Labeled-object pointing entries =

+-------+

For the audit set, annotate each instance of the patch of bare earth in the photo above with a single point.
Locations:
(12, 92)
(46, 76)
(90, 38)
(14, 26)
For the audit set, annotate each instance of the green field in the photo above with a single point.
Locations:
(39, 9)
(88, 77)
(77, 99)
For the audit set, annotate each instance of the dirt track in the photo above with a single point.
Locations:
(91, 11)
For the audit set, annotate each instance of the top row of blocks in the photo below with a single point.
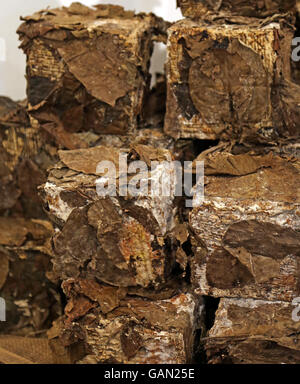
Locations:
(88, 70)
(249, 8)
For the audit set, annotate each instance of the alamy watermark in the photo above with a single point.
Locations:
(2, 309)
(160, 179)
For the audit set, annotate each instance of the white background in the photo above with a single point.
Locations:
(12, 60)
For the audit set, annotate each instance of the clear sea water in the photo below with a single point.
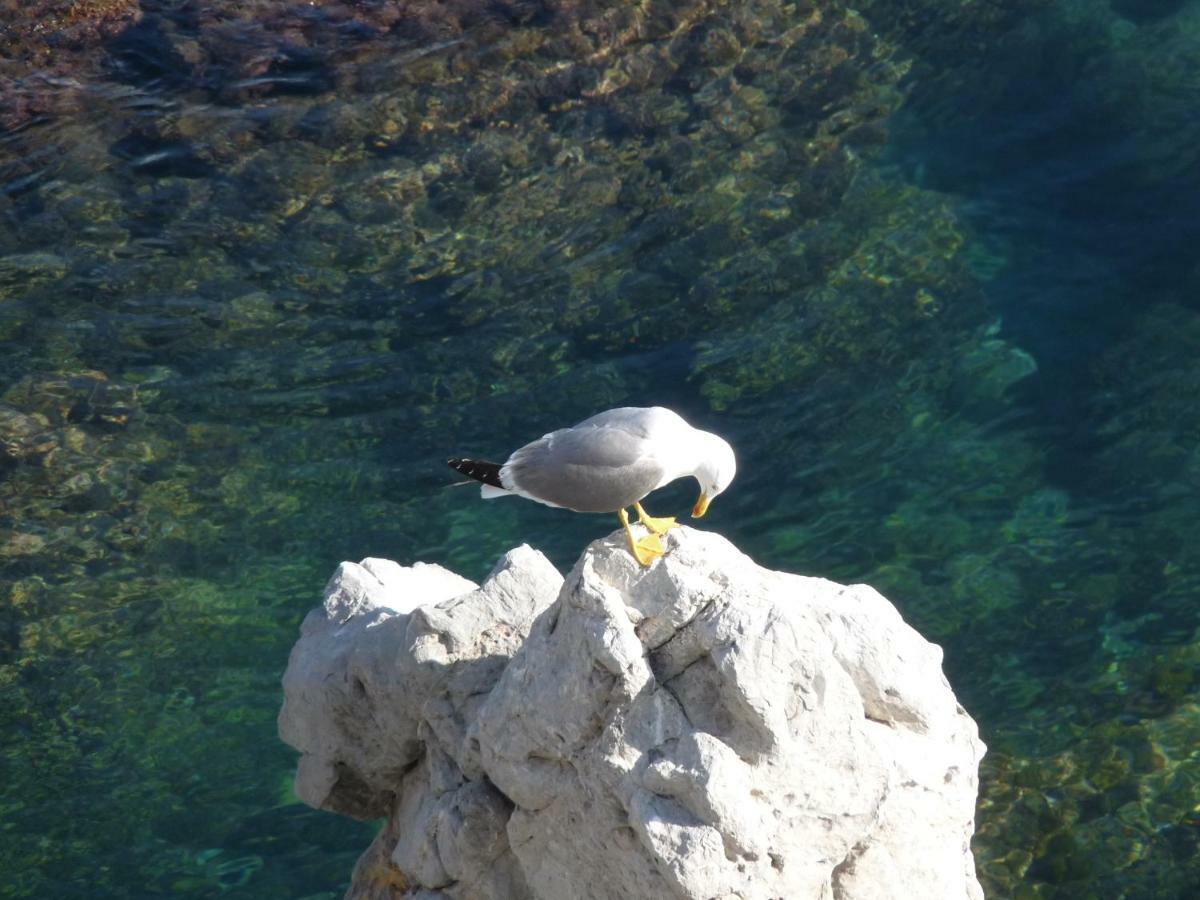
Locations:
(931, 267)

+-------+

WHAT IS EXPECTED = Omit every image. Quote each record exactly.

EXERCISE RESULT =
For the audit set, annotate each instance of the patch of bare earth in the photo above with a single point.
Locations:
(12, 92)
(46, 76)
(90, 38)
(14, 26)
For the audit set, annotate each instance of the green field in the photo above with a single point.
Locations:
(39, 9)
(88, 77)
(77, 99)
For the audit set, annotate each instance of the dirt track in the photo above with a single point.
Locations:
(91, 11)
For the audit set, annotate each instance of the top row of blocks in the photo below with a single point.
Locations:
(88, 70)
(249, 8)
For the audit set, annotate each instance of the alamy watermark in the photo above with a single point.
Locations:
(2, 309)
(160, 179)
For the audit set, annotate each instance of the white background in the photo above with a single point.
Locations:
(12, 60)
For the audit set, annotate each instance of the clear sea water in the photo below with a single point.
Locations:
(931, 267)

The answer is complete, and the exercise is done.